>> start
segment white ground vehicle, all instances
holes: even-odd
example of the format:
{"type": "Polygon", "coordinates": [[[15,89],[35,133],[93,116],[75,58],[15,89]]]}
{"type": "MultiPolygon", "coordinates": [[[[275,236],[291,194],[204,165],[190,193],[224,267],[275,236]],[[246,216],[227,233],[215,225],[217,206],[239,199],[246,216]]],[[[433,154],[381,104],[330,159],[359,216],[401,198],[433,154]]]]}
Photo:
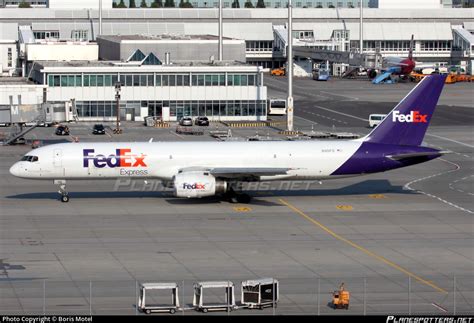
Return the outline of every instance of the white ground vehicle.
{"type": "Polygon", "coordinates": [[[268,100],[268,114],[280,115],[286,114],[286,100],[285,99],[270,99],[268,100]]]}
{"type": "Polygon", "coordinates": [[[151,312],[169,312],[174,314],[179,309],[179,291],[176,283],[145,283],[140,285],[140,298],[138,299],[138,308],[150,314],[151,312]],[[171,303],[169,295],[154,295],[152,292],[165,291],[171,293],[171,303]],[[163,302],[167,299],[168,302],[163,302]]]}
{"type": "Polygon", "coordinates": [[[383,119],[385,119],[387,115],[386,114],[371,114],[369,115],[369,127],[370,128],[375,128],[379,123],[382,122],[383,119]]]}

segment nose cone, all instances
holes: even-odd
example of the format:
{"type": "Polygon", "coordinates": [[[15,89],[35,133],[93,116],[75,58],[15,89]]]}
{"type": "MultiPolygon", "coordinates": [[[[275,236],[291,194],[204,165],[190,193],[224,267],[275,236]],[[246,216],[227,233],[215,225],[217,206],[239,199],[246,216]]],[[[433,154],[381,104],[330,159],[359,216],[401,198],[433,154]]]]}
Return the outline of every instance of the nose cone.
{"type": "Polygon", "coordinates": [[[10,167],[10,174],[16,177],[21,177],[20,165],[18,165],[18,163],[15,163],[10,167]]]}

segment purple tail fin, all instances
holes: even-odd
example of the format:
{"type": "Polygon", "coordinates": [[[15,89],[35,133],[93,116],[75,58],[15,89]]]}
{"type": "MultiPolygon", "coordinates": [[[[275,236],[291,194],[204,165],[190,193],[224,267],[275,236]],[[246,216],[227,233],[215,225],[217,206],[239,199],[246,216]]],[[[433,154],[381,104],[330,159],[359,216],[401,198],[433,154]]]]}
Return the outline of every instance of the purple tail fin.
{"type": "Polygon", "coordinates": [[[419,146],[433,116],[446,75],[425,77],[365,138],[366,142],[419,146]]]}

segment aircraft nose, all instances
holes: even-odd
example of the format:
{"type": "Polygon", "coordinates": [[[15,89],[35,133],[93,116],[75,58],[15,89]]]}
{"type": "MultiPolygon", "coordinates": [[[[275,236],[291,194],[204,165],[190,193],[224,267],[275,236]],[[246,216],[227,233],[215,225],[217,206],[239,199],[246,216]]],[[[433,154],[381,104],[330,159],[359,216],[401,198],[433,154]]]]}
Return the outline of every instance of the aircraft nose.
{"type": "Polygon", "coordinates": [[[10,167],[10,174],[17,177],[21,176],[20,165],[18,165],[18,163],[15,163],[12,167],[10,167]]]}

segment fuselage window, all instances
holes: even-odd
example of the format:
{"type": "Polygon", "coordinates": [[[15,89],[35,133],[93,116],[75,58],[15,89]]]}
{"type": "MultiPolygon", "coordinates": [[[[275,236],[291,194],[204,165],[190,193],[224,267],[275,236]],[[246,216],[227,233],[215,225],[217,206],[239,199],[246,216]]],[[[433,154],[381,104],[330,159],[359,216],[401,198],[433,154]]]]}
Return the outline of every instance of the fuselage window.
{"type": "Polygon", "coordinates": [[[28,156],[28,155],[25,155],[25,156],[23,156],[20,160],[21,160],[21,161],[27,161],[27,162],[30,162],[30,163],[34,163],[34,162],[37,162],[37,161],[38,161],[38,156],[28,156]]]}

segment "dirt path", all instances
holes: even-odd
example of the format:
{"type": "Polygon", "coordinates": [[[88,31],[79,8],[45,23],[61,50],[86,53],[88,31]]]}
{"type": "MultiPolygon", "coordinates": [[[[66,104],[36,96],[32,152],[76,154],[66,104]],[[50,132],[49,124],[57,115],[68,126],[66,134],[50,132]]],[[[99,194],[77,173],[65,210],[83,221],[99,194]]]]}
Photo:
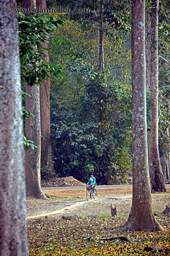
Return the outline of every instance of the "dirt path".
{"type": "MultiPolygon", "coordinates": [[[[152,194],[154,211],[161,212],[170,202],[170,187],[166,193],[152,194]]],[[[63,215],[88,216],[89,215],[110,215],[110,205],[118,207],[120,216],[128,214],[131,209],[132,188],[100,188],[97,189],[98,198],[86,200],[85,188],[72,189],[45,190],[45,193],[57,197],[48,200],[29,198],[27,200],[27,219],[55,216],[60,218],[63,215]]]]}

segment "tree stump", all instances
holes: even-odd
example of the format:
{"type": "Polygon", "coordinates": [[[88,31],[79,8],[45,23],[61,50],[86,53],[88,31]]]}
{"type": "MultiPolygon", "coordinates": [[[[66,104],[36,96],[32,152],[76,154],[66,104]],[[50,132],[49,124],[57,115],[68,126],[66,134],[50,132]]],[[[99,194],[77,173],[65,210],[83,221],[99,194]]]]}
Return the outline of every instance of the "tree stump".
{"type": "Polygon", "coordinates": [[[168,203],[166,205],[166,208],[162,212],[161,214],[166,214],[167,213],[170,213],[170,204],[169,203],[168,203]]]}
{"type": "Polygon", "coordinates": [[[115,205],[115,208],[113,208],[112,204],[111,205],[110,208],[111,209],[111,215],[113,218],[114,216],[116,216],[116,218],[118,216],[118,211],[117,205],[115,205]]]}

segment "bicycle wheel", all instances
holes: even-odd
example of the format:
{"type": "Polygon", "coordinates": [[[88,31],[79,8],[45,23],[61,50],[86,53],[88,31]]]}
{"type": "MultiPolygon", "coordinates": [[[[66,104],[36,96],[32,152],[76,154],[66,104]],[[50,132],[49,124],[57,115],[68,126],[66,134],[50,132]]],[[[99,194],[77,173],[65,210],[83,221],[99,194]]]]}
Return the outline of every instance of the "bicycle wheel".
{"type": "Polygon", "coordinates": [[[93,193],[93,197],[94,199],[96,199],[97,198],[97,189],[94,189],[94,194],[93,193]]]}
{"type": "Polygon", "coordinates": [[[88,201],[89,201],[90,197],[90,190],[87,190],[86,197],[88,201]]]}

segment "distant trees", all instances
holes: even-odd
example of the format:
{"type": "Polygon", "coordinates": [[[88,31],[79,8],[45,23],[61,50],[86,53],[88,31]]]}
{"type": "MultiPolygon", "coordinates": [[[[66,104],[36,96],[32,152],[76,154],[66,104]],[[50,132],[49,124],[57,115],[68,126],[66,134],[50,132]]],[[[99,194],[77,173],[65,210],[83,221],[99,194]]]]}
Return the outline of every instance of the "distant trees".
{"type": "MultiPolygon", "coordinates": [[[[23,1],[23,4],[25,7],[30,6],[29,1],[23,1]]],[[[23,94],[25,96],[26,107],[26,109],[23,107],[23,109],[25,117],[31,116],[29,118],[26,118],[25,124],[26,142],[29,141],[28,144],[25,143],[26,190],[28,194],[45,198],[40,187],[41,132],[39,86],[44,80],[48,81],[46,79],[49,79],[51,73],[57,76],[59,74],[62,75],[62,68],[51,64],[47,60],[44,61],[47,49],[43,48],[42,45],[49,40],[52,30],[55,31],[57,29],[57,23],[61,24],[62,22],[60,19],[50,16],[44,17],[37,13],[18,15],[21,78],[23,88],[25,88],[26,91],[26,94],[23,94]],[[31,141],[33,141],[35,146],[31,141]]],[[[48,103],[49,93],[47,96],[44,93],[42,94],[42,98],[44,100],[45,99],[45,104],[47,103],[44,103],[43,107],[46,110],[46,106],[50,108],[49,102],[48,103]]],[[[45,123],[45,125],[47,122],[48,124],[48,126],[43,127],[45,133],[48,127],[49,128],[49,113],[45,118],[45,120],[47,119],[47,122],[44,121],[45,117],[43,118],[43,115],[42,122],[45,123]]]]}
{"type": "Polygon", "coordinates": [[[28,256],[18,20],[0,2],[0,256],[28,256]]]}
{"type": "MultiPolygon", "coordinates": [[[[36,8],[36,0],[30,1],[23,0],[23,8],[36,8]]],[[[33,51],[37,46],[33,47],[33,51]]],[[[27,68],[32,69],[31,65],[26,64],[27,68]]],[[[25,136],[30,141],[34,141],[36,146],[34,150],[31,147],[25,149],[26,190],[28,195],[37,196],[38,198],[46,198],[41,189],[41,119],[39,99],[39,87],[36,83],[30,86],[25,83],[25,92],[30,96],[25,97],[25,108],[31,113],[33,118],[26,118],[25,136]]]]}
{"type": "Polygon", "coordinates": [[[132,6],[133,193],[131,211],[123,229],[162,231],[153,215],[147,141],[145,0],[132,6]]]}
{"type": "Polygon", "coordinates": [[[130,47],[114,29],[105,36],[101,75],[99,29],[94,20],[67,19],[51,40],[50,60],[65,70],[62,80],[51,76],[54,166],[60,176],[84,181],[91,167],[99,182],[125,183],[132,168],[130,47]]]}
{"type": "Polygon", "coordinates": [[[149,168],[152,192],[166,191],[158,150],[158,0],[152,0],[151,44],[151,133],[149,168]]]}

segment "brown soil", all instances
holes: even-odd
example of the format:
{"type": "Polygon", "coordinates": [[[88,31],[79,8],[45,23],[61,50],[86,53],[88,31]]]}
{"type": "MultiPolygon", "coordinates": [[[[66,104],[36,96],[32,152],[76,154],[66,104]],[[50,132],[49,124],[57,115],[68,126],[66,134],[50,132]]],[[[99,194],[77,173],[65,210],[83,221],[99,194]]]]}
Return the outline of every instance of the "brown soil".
>> end
Select every line in the listing above that contains the word "soil", treating uppercase and lowercase as different.

Worked answer →
segment "brown soil", all instances
Return the outline of every instance of the "brown soil".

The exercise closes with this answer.